From the records below, please copy every line that contains the word "person", matching its case exactly.

= EXERCISE MATERIAL =
#####

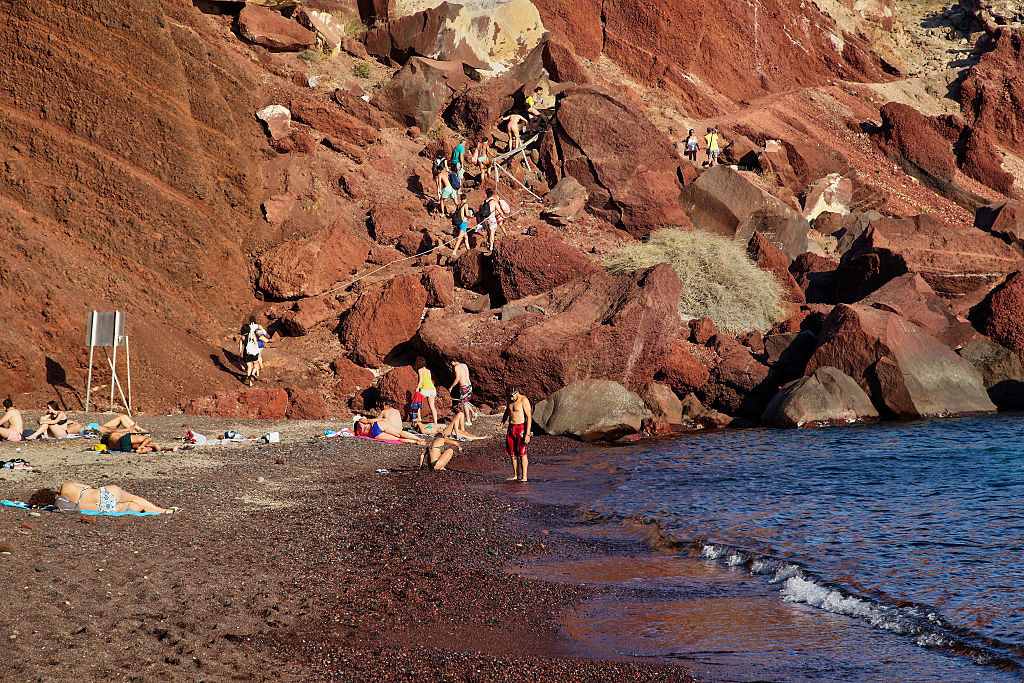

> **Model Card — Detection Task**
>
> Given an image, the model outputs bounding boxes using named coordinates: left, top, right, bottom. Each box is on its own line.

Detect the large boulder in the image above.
left=239, top=2, right=316, bottom=51
left=417, top=264, right=681, bottom=402
left=534, top=380, right=650, bottom=441
left=859, top=272, right=978, bottom=348
left=371, top=57, right=472, bottom=131
left=682, top=166, right=811, bottom=259
left=258, top=221, right=370, bottom=299
left=956, top=337, right=1024, bottom=411
left=807, top=304, right=995, bottom=418
left=339, top=273, right=427, bottom=367
left=837, top=214, right=1022, bottom=302
left=492, top=237, right=600, bottom=301
left=761, top=367, right=879, bottom=427
left=545, top=87, right=690, bottom=238
left=971, top=271, right=1024, bottom=360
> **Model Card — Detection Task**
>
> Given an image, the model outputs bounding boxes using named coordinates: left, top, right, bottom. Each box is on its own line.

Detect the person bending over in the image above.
left=29, top=481, right=181, bottom=515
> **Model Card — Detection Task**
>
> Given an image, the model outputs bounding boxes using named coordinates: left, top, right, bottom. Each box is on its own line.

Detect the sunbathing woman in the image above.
left=29, top=481, right=181, bottom=515
left=99, top=429, right=178, bottom=453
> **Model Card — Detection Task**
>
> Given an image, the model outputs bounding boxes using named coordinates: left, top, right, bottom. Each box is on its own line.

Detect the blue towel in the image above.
left=0, top=501, right=160, bottom=517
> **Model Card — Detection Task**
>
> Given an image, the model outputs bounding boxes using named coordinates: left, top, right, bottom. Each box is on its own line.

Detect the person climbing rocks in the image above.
left=497, top=386, right=534, bottom=481
left=452, top=193, right=473, bottom=261
left=705, top=127, right=719, bottom=167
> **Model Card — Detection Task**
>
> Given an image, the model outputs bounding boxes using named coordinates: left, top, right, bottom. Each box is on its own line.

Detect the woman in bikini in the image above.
left=29, top=481, right=181, bottom=515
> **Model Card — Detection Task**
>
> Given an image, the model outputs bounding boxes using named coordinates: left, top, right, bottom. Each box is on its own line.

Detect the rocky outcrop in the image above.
left=682, top=166, right=810, bottom=259
left=534, top=380, right=650, bottom=441
left=956, top=337, right=1024, bottom=411
left=338, top=273, right=427, bottom=367
left=542, top=87, right=690, bottom=238
left=371, top=57, right=471, bottom=131
left=837, top=214, right=1021, bottom=302
left=258, top=221, right=370, bottom=299
left=492, top=237, right=603, bottom=301
left=239, top=2, right=316, bottom=51
left=807, top=304, right=995, bottom=418
left=417, top=264, right=681, bottom=401
left=761, top=367, right=879, bottom=427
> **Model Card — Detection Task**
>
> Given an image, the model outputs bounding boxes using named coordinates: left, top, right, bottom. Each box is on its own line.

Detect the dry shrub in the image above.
left=604, top=230, right=784, bottom=332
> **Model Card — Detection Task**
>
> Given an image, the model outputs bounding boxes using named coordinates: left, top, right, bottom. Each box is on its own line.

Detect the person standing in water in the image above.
left=498, top=386, right=534, bottom=481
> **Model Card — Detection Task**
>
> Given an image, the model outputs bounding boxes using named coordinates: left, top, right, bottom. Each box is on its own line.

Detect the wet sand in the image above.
left=0, top=416, right=686, bottom=680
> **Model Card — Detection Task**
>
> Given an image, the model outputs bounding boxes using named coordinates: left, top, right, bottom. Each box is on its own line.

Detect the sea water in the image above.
left=548, top=415, right=1024, bottom=681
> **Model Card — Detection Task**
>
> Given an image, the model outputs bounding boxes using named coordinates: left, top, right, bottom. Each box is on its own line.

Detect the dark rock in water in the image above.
left=534, top=380, right=650, bottom=441
left=956, top=337, right=1024, bottom=411
left=761, top=367, right=879, bottom=427
left=807, top=304, right=995, bottom=418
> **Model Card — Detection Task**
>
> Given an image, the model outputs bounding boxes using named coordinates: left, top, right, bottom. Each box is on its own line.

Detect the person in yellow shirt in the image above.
left=705, top=128, right=719, bottom=166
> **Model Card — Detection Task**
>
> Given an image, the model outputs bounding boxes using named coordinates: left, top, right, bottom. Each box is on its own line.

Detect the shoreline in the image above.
left=0, top=416, right=691, bottom=680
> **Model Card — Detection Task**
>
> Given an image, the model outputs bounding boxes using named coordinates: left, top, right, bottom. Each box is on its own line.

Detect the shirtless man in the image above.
left=420, top=422, right=462, bottom=470
left=0, top=396, right=25, bottom=441
left=505, top=114, right=526, bottom=152
left=496, top=387, right=534, bottom=481
left=449, top=358, right=473, bottom=427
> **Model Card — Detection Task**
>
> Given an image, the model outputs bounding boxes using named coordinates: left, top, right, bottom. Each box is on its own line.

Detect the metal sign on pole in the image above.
left=85, top=310, right=131, bottom=415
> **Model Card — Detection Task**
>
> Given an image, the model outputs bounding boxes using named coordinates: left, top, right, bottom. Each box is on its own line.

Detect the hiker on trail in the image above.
left=413, top=356, right=437, bottom=422
left=449, top=358, right=473, bottom=427
left=705, top=127, right=719, bottom=166
left=99, top=429, right=178, bottom=453
left=498, top=386, right=534, bottom=481
left=452, top=137, right=466, bottom=183
left=476, top=187, right=504, bottom=253
left=239, top=317, right=270, bottom=386
left=29, top=481, right=181, bottom=515
left=683, top=128, right=697, bottom=162
left=452, top=193, right=473, bottom=261
left=505, top=114, right=526, bottom=152
left=352, top=403, right=427, bottom=445
left=0, top=396, right=25, bottom=441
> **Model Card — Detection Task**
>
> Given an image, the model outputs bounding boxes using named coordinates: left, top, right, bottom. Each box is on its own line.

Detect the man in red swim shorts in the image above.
left=498, top=387, right=534, bottom=481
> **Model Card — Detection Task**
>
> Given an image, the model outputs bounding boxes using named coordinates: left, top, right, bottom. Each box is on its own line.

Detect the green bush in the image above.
left=604, top=230, right=784, bottom=332
left=352, top=61, right=370, bottom=78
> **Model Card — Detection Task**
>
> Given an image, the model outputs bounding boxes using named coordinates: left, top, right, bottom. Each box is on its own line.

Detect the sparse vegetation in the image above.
left=352, top=61, right=370, bottom=79
left=604, top=230, right=783, bottom=332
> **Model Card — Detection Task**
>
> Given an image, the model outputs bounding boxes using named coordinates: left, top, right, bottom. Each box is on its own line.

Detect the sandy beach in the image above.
left=0, top=416, right=686, bottom=680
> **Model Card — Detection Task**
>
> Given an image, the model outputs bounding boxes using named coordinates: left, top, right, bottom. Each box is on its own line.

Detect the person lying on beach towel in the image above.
left=352, top=403, right=427, bottom=445
left=29, top=481, right=181, bottom=515
left=99, top=429, right=178, bottom=453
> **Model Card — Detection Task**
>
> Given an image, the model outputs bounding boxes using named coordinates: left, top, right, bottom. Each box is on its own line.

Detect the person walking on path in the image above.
left=476, top=187, right=504, bottom=254
left=449, top=358, right=473, bottom=427
left=0, top=396, right=25, bottom=441
left=452, top=193, right=473, bottom=261
left=498, top=387, right=534, bottom=481
left=239, top=317, right=270, bottom=386
left=705, top=127, right=719, bottom=167
left=413, top=356, right=437, bottom=422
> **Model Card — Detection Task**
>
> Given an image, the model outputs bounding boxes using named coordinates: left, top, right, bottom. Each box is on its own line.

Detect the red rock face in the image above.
left=259, top=221, right=370, bottom=299
left=971, top=271, right=1024, bottom=359
left=339, top=273, right=427, bottom=367
left=239, top=3, right=316, bottom=50
left=961, top=28, right=1024, bottom=153
left=807, top=304, right=995, bottom=418
left=837, top=215, right=1021, bottom=301
left=418, top=264, right=680, bottom=401
left=549, top=87, right=691, bottom=238
left=492, top=238, right=601, bottom=301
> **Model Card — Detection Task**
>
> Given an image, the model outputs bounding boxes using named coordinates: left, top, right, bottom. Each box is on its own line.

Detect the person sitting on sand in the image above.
left=0, top=396, right=25, bottom=441
left=99, top=429, right=178, bottom=453
left=29, top=481, right=181, bottom=515
left=498, top=387, right=534, bottom=481
left=352, top=404, right=426, bottom=445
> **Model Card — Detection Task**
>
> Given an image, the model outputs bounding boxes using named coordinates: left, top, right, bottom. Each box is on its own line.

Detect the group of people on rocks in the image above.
left=352, top=357, right=532, bottom=481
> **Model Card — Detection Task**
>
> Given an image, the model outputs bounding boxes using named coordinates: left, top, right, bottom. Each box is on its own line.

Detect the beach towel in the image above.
left=0, top=501, right=161, bottom=517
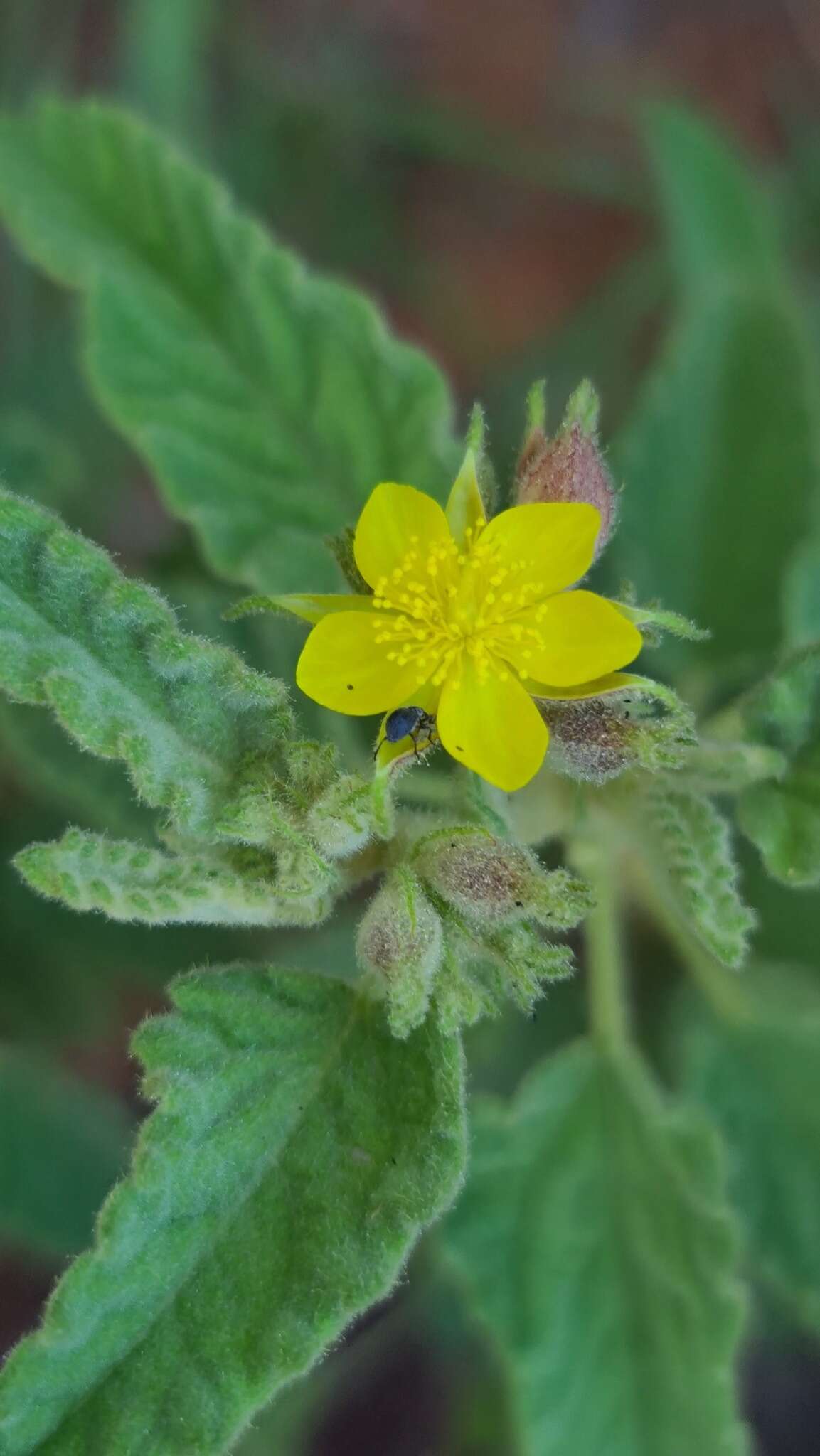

#####

= RESULT FOR THIS TASK =
Detect the person bending over in the image above.
Detect the person climbing rocks in the image above.
Detect the person standing in water in the image above.
Detect the person in yellow shirt in the image above.
Detect the person lying on beach towel in the image above.
Detect the person walking on path in the image above.
Detect the person sitting on sand in the image above.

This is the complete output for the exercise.